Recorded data
..........

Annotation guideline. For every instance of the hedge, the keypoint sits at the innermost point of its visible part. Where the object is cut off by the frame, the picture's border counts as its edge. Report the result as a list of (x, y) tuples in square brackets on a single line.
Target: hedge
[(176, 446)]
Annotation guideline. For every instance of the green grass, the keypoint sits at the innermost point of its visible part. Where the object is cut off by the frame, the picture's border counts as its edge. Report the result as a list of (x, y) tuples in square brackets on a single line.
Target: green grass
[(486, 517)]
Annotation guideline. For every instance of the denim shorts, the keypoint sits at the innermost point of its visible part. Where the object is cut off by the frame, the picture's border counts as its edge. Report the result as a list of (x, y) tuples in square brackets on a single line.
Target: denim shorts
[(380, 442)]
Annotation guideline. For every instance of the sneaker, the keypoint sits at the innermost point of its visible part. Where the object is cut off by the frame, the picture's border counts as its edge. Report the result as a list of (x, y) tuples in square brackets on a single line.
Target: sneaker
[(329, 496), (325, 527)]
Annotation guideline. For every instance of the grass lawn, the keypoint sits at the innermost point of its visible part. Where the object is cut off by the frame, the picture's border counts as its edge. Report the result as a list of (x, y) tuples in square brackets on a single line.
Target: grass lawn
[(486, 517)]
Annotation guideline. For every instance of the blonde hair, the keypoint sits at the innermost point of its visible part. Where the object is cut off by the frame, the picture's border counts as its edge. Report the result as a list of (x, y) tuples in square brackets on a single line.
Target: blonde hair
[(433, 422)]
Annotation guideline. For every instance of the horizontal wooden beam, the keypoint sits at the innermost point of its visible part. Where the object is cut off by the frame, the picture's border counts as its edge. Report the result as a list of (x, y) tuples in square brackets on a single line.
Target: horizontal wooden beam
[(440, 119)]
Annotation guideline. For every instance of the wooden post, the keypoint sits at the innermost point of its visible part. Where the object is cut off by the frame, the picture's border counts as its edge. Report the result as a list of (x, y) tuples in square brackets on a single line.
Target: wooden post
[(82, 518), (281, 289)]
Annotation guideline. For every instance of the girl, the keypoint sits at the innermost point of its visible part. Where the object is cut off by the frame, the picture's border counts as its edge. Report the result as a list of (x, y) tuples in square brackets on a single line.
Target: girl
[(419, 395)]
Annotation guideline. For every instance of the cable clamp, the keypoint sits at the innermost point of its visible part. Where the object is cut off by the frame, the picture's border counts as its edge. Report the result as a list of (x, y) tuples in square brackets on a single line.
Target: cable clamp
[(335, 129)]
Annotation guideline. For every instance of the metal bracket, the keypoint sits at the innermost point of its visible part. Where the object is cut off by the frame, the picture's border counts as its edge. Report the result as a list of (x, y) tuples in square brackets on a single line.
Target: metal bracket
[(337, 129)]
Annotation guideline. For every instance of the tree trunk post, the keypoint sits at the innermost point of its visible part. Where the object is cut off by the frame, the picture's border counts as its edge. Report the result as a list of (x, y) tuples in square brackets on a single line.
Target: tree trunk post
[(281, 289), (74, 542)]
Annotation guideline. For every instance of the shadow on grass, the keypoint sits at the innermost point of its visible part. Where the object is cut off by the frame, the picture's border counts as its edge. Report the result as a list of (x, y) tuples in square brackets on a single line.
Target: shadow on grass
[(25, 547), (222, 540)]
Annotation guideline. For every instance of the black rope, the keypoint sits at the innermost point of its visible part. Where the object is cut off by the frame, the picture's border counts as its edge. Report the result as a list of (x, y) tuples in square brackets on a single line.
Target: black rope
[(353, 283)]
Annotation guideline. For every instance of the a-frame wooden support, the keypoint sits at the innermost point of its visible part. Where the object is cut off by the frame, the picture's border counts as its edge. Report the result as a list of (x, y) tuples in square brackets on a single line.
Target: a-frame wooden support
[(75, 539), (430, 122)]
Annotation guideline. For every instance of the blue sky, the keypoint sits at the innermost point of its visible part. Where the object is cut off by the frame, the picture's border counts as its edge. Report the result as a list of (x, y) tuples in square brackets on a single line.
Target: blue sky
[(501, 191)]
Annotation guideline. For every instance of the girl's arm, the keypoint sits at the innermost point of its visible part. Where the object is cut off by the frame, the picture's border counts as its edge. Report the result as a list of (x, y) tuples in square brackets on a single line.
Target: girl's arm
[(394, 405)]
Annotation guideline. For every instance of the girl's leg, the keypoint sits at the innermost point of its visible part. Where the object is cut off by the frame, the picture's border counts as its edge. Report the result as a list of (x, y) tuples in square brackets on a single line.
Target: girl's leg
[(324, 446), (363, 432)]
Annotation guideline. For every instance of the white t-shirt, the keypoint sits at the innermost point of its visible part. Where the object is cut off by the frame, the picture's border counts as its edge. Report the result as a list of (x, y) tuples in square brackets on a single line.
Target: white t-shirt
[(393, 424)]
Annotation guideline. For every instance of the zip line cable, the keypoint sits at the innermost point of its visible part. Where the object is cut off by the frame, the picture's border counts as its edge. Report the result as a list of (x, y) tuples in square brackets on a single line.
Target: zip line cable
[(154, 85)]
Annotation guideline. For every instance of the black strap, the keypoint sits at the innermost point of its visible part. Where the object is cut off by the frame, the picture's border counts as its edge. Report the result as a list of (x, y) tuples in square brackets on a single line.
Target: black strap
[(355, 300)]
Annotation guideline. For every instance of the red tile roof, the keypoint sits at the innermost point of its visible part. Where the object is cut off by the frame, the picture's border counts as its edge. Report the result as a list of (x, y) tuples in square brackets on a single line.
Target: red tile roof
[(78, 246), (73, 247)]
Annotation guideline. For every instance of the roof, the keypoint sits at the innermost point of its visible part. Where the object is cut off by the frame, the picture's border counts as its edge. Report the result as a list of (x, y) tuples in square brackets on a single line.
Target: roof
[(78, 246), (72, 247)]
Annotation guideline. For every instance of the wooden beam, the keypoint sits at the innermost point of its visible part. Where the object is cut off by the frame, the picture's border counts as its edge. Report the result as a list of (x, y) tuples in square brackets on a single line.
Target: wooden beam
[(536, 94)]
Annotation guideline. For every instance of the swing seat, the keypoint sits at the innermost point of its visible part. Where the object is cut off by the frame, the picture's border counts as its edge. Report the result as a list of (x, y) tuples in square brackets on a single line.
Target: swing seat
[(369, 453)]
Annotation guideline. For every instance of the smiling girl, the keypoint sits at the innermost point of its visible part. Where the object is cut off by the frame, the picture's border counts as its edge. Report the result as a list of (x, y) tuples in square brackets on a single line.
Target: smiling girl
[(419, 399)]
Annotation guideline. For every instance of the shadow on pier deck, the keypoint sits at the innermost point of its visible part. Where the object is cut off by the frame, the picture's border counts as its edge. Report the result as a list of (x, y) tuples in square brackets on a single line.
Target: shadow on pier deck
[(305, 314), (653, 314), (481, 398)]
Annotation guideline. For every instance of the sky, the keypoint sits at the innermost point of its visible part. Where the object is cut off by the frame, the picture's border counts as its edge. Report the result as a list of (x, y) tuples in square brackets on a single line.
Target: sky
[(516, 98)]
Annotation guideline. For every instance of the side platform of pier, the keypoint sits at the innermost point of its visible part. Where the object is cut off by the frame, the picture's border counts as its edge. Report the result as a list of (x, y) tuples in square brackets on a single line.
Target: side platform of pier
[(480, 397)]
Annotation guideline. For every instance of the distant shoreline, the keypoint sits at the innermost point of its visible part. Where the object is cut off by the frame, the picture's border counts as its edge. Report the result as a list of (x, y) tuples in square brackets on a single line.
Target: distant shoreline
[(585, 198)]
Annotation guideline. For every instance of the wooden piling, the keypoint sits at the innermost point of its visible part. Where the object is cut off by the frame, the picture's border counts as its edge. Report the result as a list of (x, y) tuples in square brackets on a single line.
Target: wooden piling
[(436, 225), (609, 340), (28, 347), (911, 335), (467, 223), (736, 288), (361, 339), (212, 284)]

..........

AIM: Output the full listing without altering anything.

FULL RESPONSE:
Annotation guideline. For every instance of the hedge, the keypoint sits at the innermost point of its visible part. Where the object is cut off by the frame, the picture's border counts as its edge. Report the result as a list of (x, y) tuples in square brackets on a single line.
Target: hedge
[(176, 446)]
Annotation guideline. For every instance of the green grass, the keypoint sits at the innermost point of its visible part. Where the object is cut off by the frame, the picture's border counts as its edge. Report the result as a list of (x, y) tuples in square brackets on a single line.
Target: green grass
[(486, 517)]
Annotation guideline. For every instance of the denim shorts, the keypoint sits at the innermost point of its visible part. Where the object is cut off by the frame, the picture's border counts as its edge. Report the result as a list of (x, y) tuples in square brackets on a single line.
Target: denim shorts
[(380, 442)]
Annotation guideline. For every instance of the sneaker, the keypoint sits at the innermost point of its visible part. Where the object is cut off by the frame, the picture's border counts as its edge. Report the result as a list of (x, y) tuples in square brackets on a single line.
Target: sneaker
[(329, 496), (325, 527)]
Annotation guideline. For every instance of the grass lawn, the keypoint sits at the innermost point of its visible part. Where the object is cut off by the frame, the picture's border counts as its edge. Report the result as a list of (x, y) tuples in square brackets on a single line.
Target: grass lawn
[(486, 517)]
Annotation guideline. For every instance of the blonde hair, the keypoint sits at the innermost point of its visible part. Where the object is cut off by the frame, the picture's border counts as its edge. Report the result as a list of (x, y) tuples in square brackets on a single line.
Target: blonde hair
[(433, 422)]
Annotation guideline. For every instance of the horizontal wooden beam, the keypoint sits at the innermost point of its visible part. Where the object is cut off by the frame, the picture's border counts as its edge. Report the result as a list of (x, y) tuples in square brackets on a single line.
Target: horizontal wooden beam
[(440, 119)]
Annotation guideline. For every instance of the wooden post, the keypoint sits at the innermost point of its visible part. Where the object is cut off by the frame, the picture's border counts as its edge. Report the result as a list of (x, y) tuples in square brackets on a single line.
Target: wooden post
[(82, 518), (281, 289)]
Annotation guideline. For every instance of the girl, the keypoint sits at the innermost point of its visible part. Where the object is cut off by the frame, the picture's border counts as its edge. Report the result as a list of (x, y) tuples in square brackets on a single line.
Target: girl
[(419, 395)]
Annotation guideline. For every instance of the cable clamp, the keypoint sits at the innermost point of its visible part. Where the object is cut off by the frame, the picture's border counts as its edge. Report the result as a list of (x, y) tuples in square brackets on a single line.
Target: cable clamp
[(335, 129)]
Annotation guideline. For every instance of the metal bracket, the keypoint sits at the innermost point of its visible part. Where the object is cut off by the frame, the picture's border counts as its edge. Report the result as a list of (x, y) tuples in square brackets on a single line.
Target: metal bracket
[(337, 129)]
Annotation guideline. For every instance of the tree trunk post, the keypoint sits at the innermost point of its visible part. Where the object is cut off by the frame, the picture's border counts as its edge. Report the result as a list of (x, y) tuples in square brackets on a single line.
Target: tree trunk post
[(281, 289), (74, 542)]
Annotation guideline. For every instance of the shadow on grass, the keypoint sits at the innermost point of its visible part. Where the object is cut off by the frame, the picture's border counts as its edge. Report the result as a list of (x, y) tuples in square brackets on a single line.
Target: shadow on grass
[(25, 547), (222, 540)]
Annotation guideline. For every instance of the black rope, the keypoint sits at the innermost point of its visible part. Where the object is cut off by the frame, the picture's border counts as its edge. Report the result as a list of (x, y) tuples in square brackets on a single line.
Target: black rope
[(353, 283)]
Annotation guideline. For every instance of the a-frame wooden support, the keypoint sits at the innermost point of its visible part. Where the object is cut off by the frame, the picture's border counts as its edge. Report the result as a list of (x, y) tuples in square brackets on a single line.
Target: a-frame wooden support
[(75, 539), (430, 122)]
Annotation guideline. For every instance of the blue sky, the keypoint sits at the innermost point of its visible part. Where the object is cut off by the frame, the picture's border counts as its edge. Report the result as a list of (x, y) tuples in square brackets on a single line.
Target: blue sky
[(501, 191)]
Annotation guideline. For every instance of the girl's arm, the keypoint sits at the innermost point of its visible part. Where the object is cut off by the frame, the picture's border counts as its edge. Report the result as a list of (x, y) tuples in square brackets on a single line.
Target: girl's arm
[(394, 405)]
Annotation guideline. For every instance of the girl's leg, the keypoint sits at the innermost point of its visible part. Where the object is cut off by the frame, the picture's border counts as its edge. Report the result as a list of (x, y) tuples in square brackets on a single line.
Target: girl's leg
[(324, 446), (363, 432)]
Annotation guideline. For every instance of the white t-shirt, the keypoint sits at the innermost point of its visible part. Where the object is cut off by the frame, the picture's border counts as its edge. Report the result as a list of (x, y) tuples in square brackets on a single line.
Target: white t-shirt
[(393, 424)]
Annotation guideline. For every instance of the zip line cable, the keypoint sits at the innermost point of its visible part. Where the object is cut off by the frame, the picture's border counts as its edge. Report the result as a list of (x, y) tuples in square brackets on a single line.
Target: zip line cable
[(154, 85)]
Annotation guideline. For every instance of the black strap, the keypoint sits at the innermost point of its visible part. Where the object is cut off by the frame, the picture's border counts as its edge. Report the result as a list of (x, y) tuples in square brackets on a single line.
Target: black strap
[(355, 300)]
Annotation guideline. For every instance of the red tile roof, the keypoint sits at the innermost point of its visible part. Where the object is cut off by the frame, the picture's border counts as its edge. Report the result as a list of (x, y) tuples in square brackets on a single line.
Target: red tile roof
[(78, 246), (73, 247)]
Annotation guideline. For every instance of the roof, the keypoint sits at the innermost point of its visible part. Where the object is cut off by the frame, the picture's border counts as its edge. Report the result as a list of (x, y) tuples in square brackets on a single line.
Target: roof
[(78, 246), (72, 247)]
Annotation guideline. For every instance of the wooden beam, the keypoint sits at the innermost point of its visible part. Where the object is cut off by the frame, the picture's border counts as its edge. Report the result as a list of (x, y) tuples in square brackets on a single line.
Target: wooden beam
[(536, 94)]
Annotation guideline. For every instance of the swing seat, the keypoint sits at the innermost point of its visible part. Where the object is cut off by the frame, the picture's border counts as its edge. Report the result as a list of (x, y) tuples in square brackets on a single line.
Target: swing seat
[(369, 453)]
Annotation guideline. For every instance of the smiling girl, the keypoint sits at the innermost point of its visible part. Where the object is cut off by the frame, the picture's border counts as its edge. Report the result as a list of (x, y) tuples in square brackets on a single line.
Target: smiling girl
[(419, 399)]
Annotation guideline. For every instance of the shadow on pier deck, the keypoint sits at the innermost point of its visible part. Where the object is cut off by the frame, the picture's border counts as its edge. Report the result as a list of (x, y) tuples in square brackets on a single line.
Target: shadow on pier deck
[(305, 314), (653, 314), (481, 398)]
Annotation guideline. For every instance of the sky, the keypoint sits at the innermost point of its visible part. Where the object is cut off by the frame, the picture's border counts as its edge. Report the result as a list of (x, y) tuples in square brackets on a single line.
Target: sky
[(516, 98)]
Annotation guideline. For every instance of the side platform of pier, the keypoint sits at the innermost point of its visible part. Where the object is cut off by the frame, the picture's border counts as its edge. Report the result as a list of (x, y) tuples in square brackets on a single line.
Target: side platform of pier
[(480, 397)]
Annotation guideline. For every instance of the distant shoreline, the keypoint sits at the innermost point of its visible part. Where the object is cut off by the frame, the picture's border counts as its edge. Report the result as a list of (x, y) tuples in square brackets on a single line.
Target: distant shoreline
[(585, 198)]
Annotation guideline. For every instance of the wooden piling, the keypoint sits at the innermost point of its visible part. Where the object is cut off by the frame, the picture's border counts as its edge. Report the result as a list of (x, y) tuples in square brackets on a single line.
Target: wooden piling
[(436, 225), (609, 340), (28, 347), (911, 335), (467, 223), (736, 288), (361, 339), (212, 284)]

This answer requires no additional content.